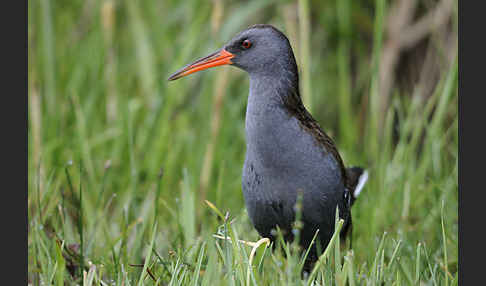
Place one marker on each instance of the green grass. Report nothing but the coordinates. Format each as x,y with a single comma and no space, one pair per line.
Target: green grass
121,161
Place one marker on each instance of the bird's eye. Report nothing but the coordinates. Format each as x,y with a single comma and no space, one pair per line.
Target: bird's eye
246,44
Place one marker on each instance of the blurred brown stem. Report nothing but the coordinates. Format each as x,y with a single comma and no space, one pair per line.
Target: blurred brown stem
403,34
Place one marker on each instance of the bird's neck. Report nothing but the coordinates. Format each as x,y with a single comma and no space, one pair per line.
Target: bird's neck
269,125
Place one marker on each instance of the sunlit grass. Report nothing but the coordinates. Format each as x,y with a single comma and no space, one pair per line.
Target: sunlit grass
115,186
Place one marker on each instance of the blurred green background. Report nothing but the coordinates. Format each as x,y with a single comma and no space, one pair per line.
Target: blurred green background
114,148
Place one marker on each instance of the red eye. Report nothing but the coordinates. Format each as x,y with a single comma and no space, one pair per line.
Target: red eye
246,44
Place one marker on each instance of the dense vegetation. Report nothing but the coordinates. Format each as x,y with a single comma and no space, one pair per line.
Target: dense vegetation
121,163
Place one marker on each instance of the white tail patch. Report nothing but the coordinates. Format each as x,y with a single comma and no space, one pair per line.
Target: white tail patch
361,182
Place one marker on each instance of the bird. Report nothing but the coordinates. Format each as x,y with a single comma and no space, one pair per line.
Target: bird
288,155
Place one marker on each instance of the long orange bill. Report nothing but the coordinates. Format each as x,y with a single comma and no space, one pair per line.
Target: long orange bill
221,57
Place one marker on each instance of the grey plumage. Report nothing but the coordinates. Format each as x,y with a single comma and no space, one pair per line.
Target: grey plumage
286,150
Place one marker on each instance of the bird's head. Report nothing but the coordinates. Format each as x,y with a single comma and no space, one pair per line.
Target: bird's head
260,49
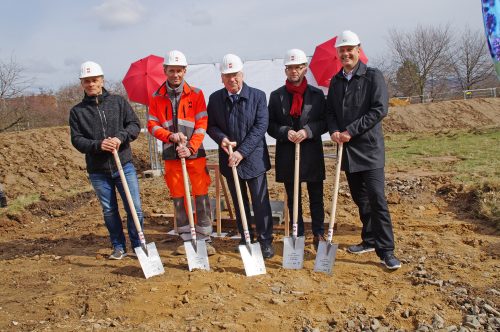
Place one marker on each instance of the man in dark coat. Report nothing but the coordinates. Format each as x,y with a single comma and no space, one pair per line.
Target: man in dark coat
100,124
238,116
297,116
356,104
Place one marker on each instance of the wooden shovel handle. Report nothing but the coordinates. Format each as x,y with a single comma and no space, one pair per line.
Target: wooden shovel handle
335,192
127,192
238,194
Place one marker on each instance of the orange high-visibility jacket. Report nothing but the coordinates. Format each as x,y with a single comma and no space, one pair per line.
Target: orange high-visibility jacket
191,120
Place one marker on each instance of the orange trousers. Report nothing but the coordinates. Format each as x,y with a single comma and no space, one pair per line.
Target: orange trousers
198,176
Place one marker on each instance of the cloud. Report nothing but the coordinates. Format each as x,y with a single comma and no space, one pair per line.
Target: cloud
115,14
199,18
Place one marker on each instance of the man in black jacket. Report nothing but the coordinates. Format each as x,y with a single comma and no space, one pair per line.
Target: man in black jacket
297,116
100,124
3,198
356,104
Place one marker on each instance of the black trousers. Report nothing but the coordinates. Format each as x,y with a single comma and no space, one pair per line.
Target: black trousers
315,192
260,203
367,190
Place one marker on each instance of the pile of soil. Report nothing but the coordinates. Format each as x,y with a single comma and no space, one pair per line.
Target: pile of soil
55,274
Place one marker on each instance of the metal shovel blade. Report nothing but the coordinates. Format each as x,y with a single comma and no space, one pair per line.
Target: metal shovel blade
325,257
197,257
252,259
151,262
293,253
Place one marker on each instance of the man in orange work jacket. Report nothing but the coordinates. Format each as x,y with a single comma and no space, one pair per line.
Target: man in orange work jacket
178,117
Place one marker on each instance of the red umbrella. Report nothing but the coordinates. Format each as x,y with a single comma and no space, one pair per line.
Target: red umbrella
325,62
143,78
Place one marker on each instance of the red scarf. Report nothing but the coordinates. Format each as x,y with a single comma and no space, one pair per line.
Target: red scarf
298,97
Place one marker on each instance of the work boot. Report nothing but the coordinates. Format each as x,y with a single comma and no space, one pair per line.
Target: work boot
210,249
117,254
316,240
361,248
3,200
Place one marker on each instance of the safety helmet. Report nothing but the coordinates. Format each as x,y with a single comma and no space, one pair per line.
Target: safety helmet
90,69
347,38
295,57
175,58
231,64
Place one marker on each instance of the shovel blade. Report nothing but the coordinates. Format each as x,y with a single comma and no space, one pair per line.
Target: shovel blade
293,252
252,259
150,260
325,258
197,257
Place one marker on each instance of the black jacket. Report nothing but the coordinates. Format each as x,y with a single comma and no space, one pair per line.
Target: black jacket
359,106
313,120
95,118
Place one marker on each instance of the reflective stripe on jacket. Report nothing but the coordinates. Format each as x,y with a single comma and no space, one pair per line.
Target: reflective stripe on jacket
192,120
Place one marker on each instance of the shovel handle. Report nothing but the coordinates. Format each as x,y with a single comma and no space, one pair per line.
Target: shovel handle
335,193
129,197
240,198
187,196
296,189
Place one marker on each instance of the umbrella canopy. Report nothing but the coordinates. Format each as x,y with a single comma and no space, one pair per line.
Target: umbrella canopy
325,62
143,78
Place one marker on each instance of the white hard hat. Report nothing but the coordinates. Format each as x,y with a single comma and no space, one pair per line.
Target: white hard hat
295,57
175,58
90,69
347,38
231,64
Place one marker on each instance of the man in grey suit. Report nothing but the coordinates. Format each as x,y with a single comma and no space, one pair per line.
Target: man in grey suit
356,104
297,116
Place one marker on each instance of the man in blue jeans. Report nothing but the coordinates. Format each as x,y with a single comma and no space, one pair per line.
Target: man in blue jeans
100,124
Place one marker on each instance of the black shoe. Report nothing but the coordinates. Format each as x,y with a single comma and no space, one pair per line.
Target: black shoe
391,262
317,239
360,248
267,250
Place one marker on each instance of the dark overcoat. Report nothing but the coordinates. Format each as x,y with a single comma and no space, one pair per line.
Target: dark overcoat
313,120
358,106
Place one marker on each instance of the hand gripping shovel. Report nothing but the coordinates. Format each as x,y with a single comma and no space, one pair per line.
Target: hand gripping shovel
250,252
147,253
327,250
196,250
293,247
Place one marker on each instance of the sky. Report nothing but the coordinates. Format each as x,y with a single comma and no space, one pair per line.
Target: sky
51,38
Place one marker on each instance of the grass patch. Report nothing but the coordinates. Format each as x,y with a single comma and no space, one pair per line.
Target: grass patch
473,156
19,204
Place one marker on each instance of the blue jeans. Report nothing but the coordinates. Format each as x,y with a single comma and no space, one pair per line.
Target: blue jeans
104,186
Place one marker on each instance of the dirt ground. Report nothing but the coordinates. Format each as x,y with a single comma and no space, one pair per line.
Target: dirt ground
55,275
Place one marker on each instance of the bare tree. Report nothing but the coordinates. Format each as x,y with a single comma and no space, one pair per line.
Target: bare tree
471,61
427,49
12,84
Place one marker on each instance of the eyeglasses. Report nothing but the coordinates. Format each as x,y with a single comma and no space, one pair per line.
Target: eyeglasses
295,67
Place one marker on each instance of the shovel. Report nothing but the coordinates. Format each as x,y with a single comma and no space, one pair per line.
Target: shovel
325,257
147,253
250,252
293,247
196,250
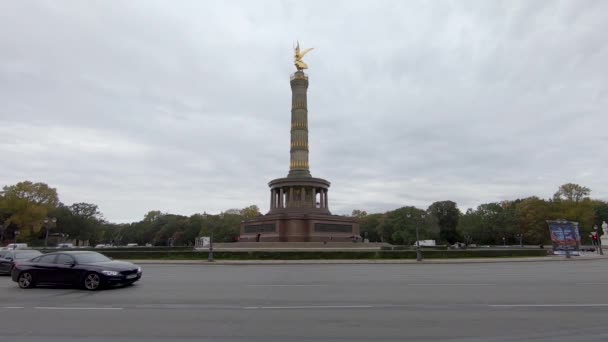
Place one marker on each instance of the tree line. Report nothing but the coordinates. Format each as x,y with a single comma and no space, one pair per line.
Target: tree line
29,211
507,222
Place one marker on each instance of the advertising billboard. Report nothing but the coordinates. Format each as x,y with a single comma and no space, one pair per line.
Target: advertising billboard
565,235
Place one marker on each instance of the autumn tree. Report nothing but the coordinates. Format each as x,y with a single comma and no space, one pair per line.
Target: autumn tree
27,205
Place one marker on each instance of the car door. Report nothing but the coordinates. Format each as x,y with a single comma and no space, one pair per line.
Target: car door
43,268
65,270
6,262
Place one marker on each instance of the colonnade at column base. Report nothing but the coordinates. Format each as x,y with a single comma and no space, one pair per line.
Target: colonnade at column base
299,227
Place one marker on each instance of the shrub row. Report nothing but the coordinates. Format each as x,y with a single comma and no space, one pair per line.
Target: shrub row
119,249
330,255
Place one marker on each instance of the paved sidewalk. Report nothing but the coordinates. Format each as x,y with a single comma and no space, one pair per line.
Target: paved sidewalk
587,257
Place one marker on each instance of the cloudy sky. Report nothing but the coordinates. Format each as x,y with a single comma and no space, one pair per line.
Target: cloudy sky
184,106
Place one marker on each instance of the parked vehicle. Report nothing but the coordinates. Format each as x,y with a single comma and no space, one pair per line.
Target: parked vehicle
90,270
8,258
15,246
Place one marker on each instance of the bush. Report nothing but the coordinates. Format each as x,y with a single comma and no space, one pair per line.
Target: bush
319,255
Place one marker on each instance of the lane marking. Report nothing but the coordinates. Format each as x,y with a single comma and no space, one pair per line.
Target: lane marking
546,305
308,307
71,308
455,284
285,285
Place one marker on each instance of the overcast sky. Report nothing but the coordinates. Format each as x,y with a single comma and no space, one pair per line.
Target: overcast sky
184,106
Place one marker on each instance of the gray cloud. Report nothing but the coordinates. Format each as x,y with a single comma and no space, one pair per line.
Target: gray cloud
184,106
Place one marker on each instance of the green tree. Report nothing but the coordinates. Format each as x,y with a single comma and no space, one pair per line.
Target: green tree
532,215
399,226
369,226
446,214
571,192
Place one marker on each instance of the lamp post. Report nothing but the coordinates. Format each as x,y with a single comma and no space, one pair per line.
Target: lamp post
599,241
599,237
2,227
520,236
47,223
567,249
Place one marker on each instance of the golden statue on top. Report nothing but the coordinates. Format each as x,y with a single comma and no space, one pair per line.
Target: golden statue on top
299,63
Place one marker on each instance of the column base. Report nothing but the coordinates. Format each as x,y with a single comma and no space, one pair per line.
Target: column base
300,173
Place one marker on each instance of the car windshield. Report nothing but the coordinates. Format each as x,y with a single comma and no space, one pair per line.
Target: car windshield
26,255
90,258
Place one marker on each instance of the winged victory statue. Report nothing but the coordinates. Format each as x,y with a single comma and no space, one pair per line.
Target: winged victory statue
299,63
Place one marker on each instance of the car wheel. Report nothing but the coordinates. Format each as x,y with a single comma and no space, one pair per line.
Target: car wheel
92,281
25,280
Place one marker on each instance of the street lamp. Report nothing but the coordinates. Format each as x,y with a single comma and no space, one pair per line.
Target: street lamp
599,238
520,236
2,227
565,243
418,251
48,222
599,241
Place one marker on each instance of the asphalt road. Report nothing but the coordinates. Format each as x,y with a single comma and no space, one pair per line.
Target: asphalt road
532,301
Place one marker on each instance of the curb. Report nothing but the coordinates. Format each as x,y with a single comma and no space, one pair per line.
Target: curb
364,261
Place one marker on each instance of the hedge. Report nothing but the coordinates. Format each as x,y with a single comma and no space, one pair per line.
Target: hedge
310,255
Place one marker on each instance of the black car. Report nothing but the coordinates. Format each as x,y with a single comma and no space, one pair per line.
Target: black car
89,270
9,257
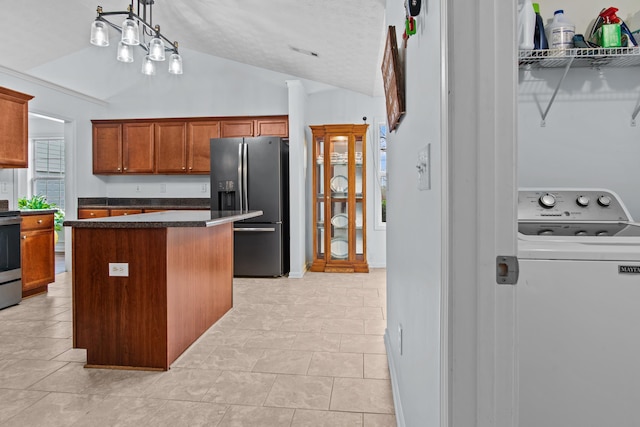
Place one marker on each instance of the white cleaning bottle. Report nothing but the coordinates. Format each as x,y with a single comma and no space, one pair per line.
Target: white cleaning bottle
526,24
560,32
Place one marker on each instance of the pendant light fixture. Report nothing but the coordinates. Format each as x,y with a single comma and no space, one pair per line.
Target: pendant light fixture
137,31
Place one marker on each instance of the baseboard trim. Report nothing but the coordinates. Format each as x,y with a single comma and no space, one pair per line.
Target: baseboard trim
397,403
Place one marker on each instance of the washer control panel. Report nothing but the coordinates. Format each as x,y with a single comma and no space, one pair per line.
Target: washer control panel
575,205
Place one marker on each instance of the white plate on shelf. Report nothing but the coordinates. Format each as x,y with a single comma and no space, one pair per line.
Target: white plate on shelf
339,248
340,221
339,184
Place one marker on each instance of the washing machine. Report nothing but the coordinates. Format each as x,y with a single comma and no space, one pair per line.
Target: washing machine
577,309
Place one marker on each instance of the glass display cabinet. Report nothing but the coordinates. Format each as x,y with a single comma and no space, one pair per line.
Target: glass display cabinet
339,237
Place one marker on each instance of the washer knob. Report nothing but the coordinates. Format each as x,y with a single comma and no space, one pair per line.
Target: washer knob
582,201
604,201
547,201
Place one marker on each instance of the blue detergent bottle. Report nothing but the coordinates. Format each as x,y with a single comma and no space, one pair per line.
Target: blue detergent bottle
539,36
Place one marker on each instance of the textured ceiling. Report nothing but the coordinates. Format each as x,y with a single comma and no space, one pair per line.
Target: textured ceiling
347,36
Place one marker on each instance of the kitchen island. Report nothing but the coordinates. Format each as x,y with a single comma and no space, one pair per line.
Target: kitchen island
146,286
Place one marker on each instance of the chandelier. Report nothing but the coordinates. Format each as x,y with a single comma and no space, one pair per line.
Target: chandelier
137,31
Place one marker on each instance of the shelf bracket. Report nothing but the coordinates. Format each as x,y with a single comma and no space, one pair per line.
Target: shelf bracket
555,92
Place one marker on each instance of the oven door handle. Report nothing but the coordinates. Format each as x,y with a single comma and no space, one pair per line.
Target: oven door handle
10,220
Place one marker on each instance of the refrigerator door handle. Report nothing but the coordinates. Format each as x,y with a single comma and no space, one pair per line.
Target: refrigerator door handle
240,168
246,181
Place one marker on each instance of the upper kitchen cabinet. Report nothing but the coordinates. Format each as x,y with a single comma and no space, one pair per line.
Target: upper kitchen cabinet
199,135
171,147
255,126
14,123
123,147
138,147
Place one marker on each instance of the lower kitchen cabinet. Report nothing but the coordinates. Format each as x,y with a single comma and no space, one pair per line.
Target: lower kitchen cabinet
38,253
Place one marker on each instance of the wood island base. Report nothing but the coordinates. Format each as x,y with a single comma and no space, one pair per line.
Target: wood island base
142,296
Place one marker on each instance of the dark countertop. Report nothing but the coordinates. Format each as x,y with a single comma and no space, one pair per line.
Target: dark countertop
143,203
37,211
175,218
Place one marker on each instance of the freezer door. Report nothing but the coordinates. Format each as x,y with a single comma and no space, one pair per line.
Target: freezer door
264,186
226,185
258,250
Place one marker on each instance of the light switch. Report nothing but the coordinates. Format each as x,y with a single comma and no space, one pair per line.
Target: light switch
119,269
424,168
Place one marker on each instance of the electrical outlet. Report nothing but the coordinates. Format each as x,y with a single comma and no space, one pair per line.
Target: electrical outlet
119,269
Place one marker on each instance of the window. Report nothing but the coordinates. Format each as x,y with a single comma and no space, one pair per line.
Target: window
48,173
380,160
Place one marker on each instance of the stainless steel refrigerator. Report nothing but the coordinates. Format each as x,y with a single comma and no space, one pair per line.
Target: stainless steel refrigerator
253,174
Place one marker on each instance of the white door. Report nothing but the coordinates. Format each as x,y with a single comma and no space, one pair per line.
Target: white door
478,313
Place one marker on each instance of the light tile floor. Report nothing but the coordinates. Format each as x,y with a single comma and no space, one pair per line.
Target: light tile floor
292,352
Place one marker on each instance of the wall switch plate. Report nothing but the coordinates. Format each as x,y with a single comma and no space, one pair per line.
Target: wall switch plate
424,168
119,269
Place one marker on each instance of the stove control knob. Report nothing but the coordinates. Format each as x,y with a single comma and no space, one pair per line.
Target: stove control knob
547,201
604,201
583,201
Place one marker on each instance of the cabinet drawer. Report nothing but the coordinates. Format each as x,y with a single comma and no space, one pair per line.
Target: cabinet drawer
92,213
37,222
119,212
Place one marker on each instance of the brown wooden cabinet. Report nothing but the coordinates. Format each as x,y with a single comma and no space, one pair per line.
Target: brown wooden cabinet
107,148
138,147
199,135
170,146
14,128
92,213
339,183
38,253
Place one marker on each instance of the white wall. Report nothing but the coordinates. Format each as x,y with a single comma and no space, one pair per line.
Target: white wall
341,106
587,140
414,227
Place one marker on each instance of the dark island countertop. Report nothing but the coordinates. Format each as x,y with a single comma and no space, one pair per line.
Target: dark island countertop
37,211
174,218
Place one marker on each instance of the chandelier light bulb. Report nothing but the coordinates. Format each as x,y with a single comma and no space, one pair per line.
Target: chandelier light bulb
156,49
130,32
99,33
175,64
125,52
148,67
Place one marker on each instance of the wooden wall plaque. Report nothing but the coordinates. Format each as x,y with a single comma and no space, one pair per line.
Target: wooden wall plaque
393,80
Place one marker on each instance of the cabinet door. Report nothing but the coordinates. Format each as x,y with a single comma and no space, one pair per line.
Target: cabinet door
171,147
236,128
199,135
272,127
14,125
38,263
137,147
107,148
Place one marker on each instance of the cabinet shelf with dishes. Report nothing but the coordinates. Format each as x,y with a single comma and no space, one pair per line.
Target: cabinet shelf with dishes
617,57
339,237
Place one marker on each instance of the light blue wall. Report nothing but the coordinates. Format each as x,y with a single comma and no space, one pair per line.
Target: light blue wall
414,226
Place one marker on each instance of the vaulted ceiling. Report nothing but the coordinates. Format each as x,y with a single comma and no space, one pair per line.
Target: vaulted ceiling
346,37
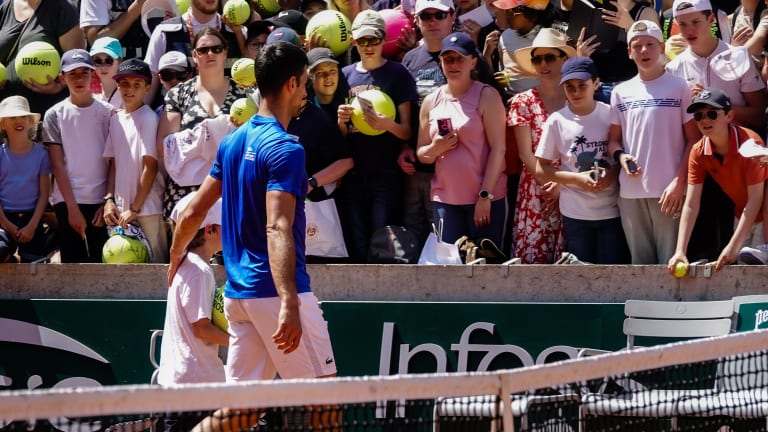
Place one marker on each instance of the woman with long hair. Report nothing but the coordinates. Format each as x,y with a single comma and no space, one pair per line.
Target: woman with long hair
207,96
538,233
461,131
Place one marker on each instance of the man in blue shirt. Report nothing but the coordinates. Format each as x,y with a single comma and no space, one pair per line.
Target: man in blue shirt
275,323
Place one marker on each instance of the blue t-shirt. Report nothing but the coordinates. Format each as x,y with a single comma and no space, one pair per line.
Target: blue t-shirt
20,177
376,153
258,157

## Problem
Transcribe, without alteration, each line from the one with "Place one marker on each instance of the cabinet door." through the last line of the data; no pictures belong in the copy.

## Solved exercise
Place one marker on each instance of the cabinet door. Report nothing but the coordinates. Format each as x,y with a single comma and no space, one pair per line.
Target: cabinet door
171,147
236,128
199,135
272,127
14,125
38,263
137,147
107,148
Place one marker on each instance of the cabinet shelf with dishes. Report nothing but the coordinates. Format each as x,y with a single comma and no space, one pair per line.
Target: cabinet shelf with dishes
617,57
339,237
Place one marker on each instance of the light blue wall. Report nothing but the coordinates. Format each as x,y with a single comma and no space, one pair per line.
Target: light blue wall
414,226
Place one marker on each instance of the vaulted ceiling. Report nothing but the coordinates. Format each as x,y with a single comma and no space, one pair per line.
Target: vaulted ceiling
346,37
Place one marker on each instance of the woman with long hair. Report nothing but the coordinates. Format each as x,y with a single comma and no space, one pair per line.
Target: woman with long hair
207,96
538,233
461,131
Place one marker on each instance of the man in blue shirt. Report nothing but the coordinates. Format each as x,y with a single comma and no space, one pair per line.
Target: man in blue shirt
275,323
Place one marker on each instance of the blue t-shirt. Report nothing but the coordinates. Format each as x,y with a single comma and no space, one pair per line.
Target: blue t-shirt
20,177
376,153
258,157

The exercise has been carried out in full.